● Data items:
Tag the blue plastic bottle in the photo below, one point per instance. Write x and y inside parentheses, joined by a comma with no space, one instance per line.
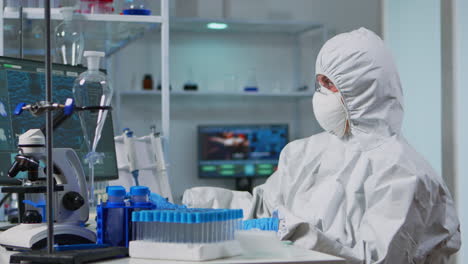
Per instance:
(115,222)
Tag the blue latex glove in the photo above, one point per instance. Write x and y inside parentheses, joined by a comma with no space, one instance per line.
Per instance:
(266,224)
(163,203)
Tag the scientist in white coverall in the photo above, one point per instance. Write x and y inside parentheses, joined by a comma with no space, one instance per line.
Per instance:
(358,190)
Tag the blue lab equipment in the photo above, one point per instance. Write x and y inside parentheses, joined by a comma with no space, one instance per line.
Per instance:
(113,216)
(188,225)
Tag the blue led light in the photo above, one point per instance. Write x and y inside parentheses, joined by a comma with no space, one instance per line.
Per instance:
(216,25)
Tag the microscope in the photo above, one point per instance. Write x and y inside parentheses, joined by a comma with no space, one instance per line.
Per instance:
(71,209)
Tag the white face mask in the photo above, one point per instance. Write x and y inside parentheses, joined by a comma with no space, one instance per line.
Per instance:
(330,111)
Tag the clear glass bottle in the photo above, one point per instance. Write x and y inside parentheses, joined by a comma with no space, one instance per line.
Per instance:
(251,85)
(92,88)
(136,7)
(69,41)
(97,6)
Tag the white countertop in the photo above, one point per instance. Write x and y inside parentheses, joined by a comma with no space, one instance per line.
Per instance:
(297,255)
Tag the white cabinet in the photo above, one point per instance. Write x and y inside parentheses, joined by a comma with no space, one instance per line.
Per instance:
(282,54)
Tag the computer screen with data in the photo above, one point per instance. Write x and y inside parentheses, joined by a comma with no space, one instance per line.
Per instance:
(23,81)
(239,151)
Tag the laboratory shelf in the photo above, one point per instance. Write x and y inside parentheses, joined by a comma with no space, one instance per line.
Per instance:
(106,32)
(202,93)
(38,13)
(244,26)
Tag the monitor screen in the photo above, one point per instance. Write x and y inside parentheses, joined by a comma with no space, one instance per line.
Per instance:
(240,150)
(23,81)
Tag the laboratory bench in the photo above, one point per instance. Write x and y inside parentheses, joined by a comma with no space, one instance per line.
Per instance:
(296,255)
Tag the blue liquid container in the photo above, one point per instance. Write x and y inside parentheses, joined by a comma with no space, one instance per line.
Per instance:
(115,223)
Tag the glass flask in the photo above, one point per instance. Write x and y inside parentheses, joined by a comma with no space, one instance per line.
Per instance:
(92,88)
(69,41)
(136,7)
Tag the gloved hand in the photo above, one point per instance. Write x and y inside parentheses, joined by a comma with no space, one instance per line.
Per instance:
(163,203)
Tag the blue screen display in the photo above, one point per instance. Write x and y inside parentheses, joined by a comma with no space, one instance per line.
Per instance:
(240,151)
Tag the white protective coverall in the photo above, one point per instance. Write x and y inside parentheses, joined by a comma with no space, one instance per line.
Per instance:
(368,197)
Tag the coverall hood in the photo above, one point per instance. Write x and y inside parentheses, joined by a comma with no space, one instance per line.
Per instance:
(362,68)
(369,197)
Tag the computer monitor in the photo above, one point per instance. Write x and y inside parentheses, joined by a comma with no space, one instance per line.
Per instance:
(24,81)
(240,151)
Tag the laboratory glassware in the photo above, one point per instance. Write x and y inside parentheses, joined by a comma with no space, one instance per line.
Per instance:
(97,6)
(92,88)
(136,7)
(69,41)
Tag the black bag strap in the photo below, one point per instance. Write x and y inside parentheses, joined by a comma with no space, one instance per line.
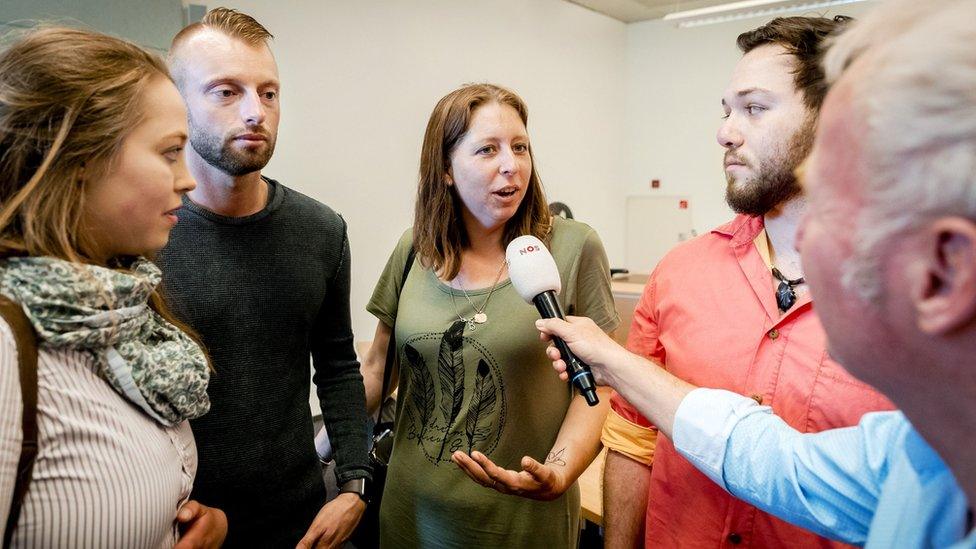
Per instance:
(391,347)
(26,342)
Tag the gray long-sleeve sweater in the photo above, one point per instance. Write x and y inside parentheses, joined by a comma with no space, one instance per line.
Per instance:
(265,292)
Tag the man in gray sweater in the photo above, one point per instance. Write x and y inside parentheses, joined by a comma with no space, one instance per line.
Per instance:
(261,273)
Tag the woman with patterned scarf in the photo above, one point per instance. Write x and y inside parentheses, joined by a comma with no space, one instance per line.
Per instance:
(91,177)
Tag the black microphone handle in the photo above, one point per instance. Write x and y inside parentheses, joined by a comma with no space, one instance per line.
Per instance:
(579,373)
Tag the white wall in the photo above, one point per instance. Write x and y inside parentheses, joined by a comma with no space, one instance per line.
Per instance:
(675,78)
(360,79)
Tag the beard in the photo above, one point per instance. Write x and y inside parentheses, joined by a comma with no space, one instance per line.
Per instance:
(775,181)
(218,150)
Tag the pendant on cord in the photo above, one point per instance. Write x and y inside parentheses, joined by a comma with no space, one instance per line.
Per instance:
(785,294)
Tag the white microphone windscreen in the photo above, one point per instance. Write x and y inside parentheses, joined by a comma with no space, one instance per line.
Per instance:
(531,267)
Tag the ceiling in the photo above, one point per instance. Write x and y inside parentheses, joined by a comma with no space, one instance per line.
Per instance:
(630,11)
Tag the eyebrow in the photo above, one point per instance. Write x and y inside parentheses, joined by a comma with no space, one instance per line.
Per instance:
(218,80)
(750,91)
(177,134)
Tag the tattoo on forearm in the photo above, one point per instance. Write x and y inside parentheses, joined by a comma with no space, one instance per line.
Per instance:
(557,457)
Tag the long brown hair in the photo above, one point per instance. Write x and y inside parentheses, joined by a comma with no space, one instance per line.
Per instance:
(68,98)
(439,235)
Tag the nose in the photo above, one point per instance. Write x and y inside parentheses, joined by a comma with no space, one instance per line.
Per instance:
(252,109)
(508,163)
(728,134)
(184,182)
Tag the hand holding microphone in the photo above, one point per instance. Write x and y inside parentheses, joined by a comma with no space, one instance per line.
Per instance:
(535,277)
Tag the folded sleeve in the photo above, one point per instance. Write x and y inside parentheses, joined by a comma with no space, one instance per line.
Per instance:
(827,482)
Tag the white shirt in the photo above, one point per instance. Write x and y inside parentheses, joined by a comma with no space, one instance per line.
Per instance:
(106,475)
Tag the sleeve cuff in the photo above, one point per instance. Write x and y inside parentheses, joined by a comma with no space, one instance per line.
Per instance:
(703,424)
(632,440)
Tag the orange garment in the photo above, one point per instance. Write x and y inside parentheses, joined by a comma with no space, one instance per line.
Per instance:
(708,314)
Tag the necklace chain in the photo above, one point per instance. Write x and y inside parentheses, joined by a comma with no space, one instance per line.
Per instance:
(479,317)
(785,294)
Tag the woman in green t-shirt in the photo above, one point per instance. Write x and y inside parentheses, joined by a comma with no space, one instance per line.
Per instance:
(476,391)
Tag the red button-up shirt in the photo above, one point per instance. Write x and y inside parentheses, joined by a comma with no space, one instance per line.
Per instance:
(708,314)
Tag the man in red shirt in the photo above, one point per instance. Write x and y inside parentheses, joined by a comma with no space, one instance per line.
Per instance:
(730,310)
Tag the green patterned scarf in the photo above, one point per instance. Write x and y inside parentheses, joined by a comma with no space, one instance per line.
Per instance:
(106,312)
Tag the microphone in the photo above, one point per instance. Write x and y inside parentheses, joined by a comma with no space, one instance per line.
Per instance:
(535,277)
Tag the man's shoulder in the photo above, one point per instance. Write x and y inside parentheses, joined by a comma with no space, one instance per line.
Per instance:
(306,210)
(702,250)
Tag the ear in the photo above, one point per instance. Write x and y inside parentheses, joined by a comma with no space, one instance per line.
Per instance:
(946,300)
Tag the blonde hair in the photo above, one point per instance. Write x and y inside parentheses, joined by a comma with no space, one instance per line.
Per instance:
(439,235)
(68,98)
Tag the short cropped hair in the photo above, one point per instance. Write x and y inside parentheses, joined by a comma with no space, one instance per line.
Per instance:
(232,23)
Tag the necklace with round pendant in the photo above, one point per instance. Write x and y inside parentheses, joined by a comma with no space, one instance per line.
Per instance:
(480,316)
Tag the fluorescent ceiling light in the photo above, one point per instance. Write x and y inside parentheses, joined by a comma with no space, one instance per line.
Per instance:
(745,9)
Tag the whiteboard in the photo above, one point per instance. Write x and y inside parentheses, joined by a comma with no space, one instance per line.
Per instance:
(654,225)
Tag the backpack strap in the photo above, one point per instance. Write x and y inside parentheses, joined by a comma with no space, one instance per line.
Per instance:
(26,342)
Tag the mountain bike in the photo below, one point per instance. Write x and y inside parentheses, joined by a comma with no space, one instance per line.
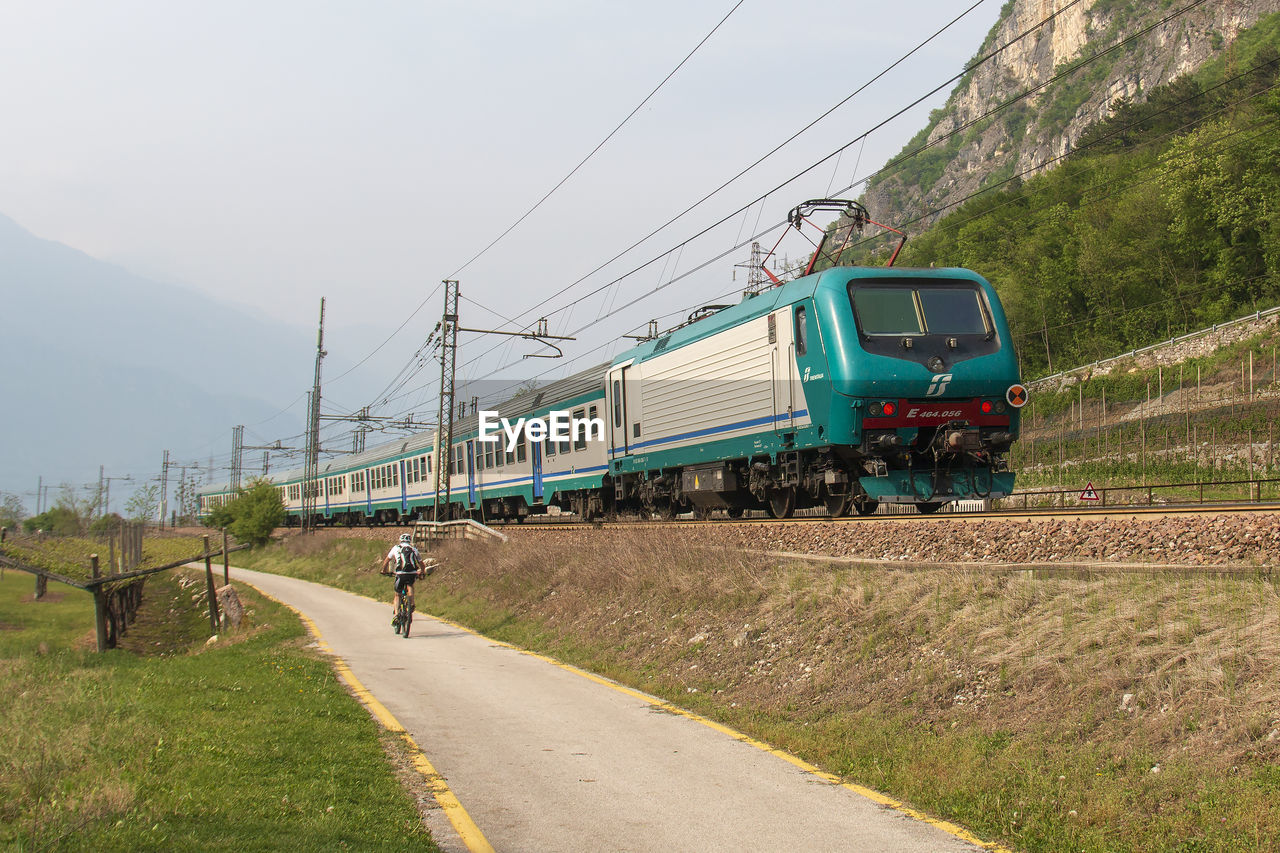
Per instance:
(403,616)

● WHAT THE EXERCISE ASKS:
Scan the data above for the word "green". Copy every line in which it is found.

● WRITTEN REPLY:
Tag the woman in green t-shirt in the photo above, one point per instance. Write x and y inside parentheses, joined by a comma with no space, one instance per line.
Tag the green patterned scarf in the photo above, one point per instance. Write x and y inside parentheses, joined by a comma with no space, one instance per line.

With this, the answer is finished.